- [What this task involves]:
Restate, word for word, the run of lines that starts at the line containing "Target: green tip of bud" and ends with the final line of the listing. Leave pictures out.

- [Source material]:
---*---

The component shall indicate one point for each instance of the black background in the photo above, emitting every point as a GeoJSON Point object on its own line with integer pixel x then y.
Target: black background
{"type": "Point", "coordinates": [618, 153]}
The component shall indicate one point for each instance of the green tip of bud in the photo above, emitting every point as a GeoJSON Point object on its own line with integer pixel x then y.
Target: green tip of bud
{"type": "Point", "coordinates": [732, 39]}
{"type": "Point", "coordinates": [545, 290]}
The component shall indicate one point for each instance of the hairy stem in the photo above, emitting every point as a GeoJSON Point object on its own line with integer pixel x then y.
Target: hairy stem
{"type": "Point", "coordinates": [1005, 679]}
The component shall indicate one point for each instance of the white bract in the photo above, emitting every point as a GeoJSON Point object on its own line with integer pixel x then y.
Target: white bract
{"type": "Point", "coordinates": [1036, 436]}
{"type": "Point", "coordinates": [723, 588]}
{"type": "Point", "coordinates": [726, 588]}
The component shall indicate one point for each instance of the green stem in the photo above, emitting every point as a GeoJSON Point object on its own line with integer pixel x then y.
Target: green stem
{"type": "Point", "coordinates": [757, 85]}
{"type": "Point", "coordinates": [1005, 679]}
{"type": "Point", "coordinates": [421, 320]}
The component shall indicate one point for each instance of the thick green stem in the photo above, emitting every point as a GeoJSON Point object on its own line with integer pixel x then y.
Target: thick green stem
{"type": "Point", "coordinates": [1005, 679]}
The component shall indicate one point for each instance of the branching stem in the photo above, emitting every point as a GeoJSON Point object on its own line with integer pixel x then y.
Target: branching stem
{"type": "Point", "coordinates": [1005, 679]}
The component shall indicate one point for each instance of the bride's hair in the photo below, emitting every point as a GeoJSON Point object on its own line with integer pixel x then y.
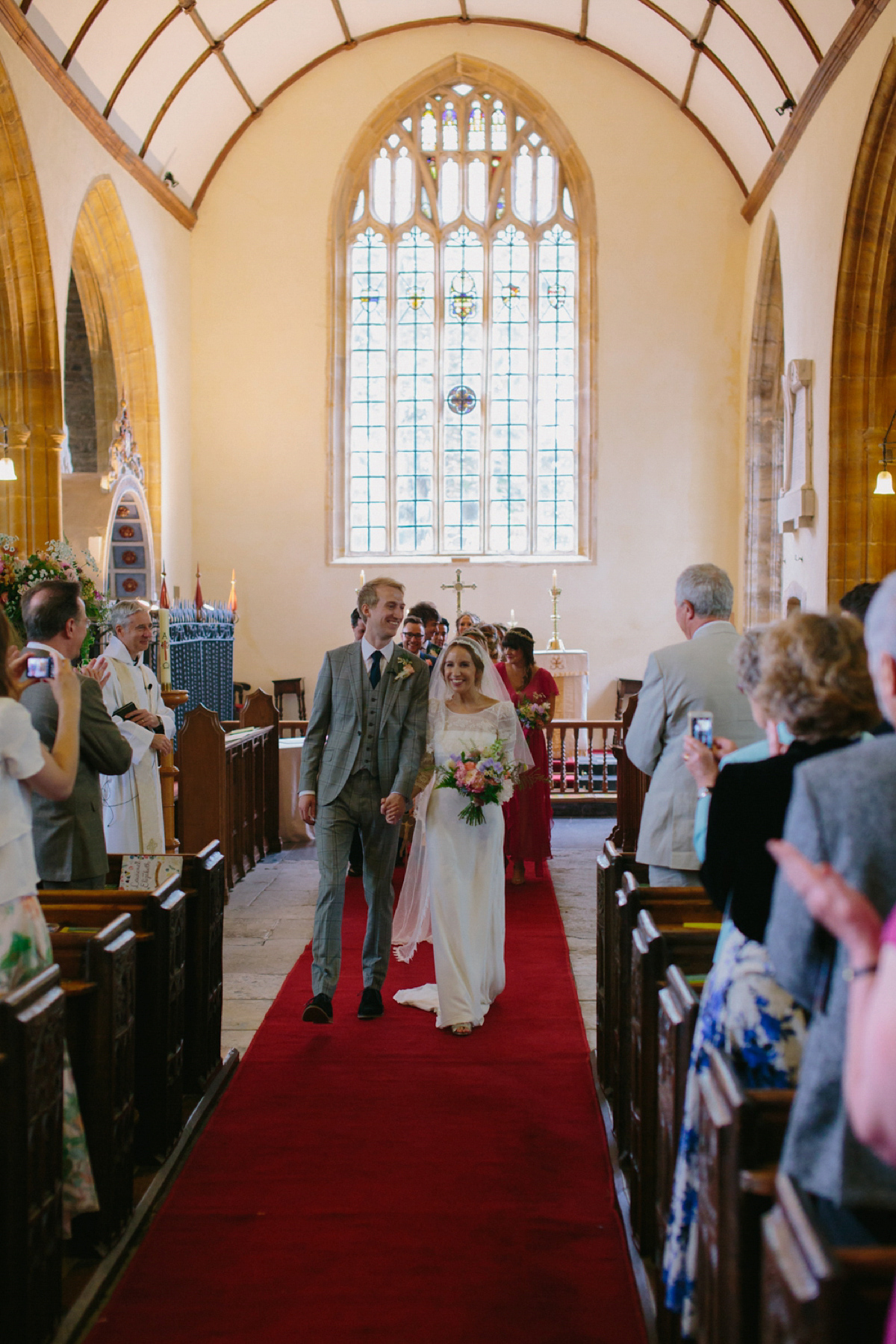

---*---

- [Solution for this exercise]:
Target: green tip of bud
{"type": "Point", "coordinates": [732, 39]}
{"type": "Point", "coordinates": [545, 290]}
The component shall indicate one point for each instance of the hairy stem in the photo above, emitting every point as a GeoJSON Point object on its own line with integer pixel x then y.
Target: hairy stem
{"type": "Point", "coordinates": [1005, 679]}
The component shall indicate one point for each instance of the white bract in the photo above, emitting every point as a GeoJSON Point object on its own line with integer pixel x then y.
Target: white bract
{"type": "Point", "coordinates": [1036, 436]}
{"type": "Point", "coordinates": [723, 588]}
{"type": "Point", "coordinates": [726, 588]}
The component shall indicate one point for each instance of the green stem in the photo above, emitting every point as a GeoJSON Point object on its own line with integer pixel x then y.
Target: green stem
{"type": "Point", "coordinates": [757, 85]}
{"type": "Point", "coordinates": [1005, 679]}
{"type": "Point", "coordinates": [421, 320]}
The component shall indicate one point for each instance of the thick green stem in the photo above, emitting every point as a GeoJSON Point object on its own line with integer pixel x then y.
Target: thick green stem
{"type": "Point", "coordinates": [1005, 679]}
The component shall indicate one point for each instance of the branching stem in the photo above, emitting every point as a GeoJSON Point object on its own line with integer pixel x then y.
Target: branching stem
{"type": "Point", "coordinates": [1005, 679]}
The component shall indicate one point for each instance of the bride's hair in the photo below, emitting every point as a GeoJSON Point object on its own line with integer pixel x then y.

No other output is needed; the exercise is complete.